Data entries
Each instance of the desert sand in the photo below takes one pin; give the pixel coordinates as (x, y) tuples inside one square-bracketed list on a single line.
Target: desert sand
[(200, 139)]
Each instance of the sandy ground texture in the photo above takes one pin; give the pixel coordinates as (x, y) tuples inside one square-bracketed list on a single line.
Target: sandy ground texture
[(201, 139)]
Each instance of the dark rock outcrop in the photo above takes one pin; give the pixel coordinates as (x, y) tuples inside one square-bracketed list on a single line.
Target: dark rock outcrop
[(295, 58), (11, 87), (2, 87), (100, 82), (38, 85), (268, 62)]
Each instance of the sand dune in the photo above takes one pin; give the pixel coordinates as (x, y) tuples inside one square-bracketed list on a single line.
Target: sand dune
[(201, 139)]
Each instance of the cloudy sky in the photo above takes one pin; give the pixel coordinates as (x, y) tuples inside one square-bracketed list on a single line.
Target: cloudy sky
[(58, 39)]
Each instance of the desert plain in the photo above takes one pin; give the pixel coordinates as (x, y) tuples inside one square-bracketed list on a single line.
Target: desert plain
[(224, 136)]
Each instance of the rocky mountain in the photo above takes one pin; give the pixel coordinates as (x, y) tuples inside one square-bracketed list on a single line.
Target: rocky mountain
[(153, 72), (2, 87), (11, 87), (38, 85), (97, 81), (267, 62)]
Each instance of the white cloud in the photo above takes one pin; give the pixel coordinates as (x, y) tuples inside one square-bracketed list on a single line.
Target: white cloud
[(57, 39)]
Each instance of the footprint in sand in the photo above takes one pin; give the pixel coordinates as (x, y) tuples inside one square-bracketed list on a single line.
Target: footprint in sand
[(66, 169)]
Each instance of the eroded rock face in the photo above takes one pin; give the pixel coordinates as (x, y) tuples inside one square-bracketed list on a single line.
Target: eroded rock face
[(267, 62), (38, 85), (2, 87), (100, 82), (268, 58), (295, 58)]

Task description:
Copy out all the rows from the first one down to the one containing "[(66, 169)]", requests included, and rescale every coordinate in their answers by multiplying it by 0.45. Round each result to the nearest whole number, rounding halves up.

Problem solution:
Each instance of the desert sand in the photo below takes one pin; give the pixel coordinates as (x, y) tuples inside one square-bracketed list on a single line.
Target: desert sand
[(90, 63)]
Each instance of the sandy ground texture in the photo above takes one pin; give the pixel coordinates as (x, y) tuples inside one square-bracketed list on a single line.
Target: sandy ground texture
[(90, 63)]
Each instance of the dark rock outcrop in the photo above takes one pin; give the pixel coordinates as (x, y) tuples inside one square-bracketed list on a single line.
Target: dark rock outcrop
[(133, 26), (5, 39), (1, 39), (45, 37), (17, 38), (121, 28)]
Each instance of the sand dune in the photo above takes one pin; give the pixel coordinates as (x, y) tuples inside one square-bracketed list on a single line.
Target: sand dune
[(90, 63)]
Each instance of the cloudy sky in the photo above takes one pin; give the pixel coordinates as (x, y) tuples inside one square-bracketed list on a single line.
Target: cloudy sky
[(26, 18)]
Each instance of the desert plain in the photo above takes one pin; give the pixel coordinates as (x, y) tuples inside one square-bracketed list on a single line.
Target: desert plain
[(101, 61)]
Each instance of the rocky mountain in the photo above takes one pin; give the pixel coordinates as (x, y) tuples inside one square-bracketed list on a single line.
Target: rocky mountain
[(69, 32), (1, 39), (5, 39), (17, 38), (44, 36), (120, 28)]
Each instance of the white cloud in the photo above takes one pin; give the pixel coordinates as (x, y) tuples inside one square-bracketed list on a single line.
Target: white cloud
[(26, 18)]
Each instance of the footprint in sand in the photo above takes one pin; give the pixel coordinates as (x, y) tuples inside one square-bracketed list on a single line.
Target: footprint in sand
[(30, 76)]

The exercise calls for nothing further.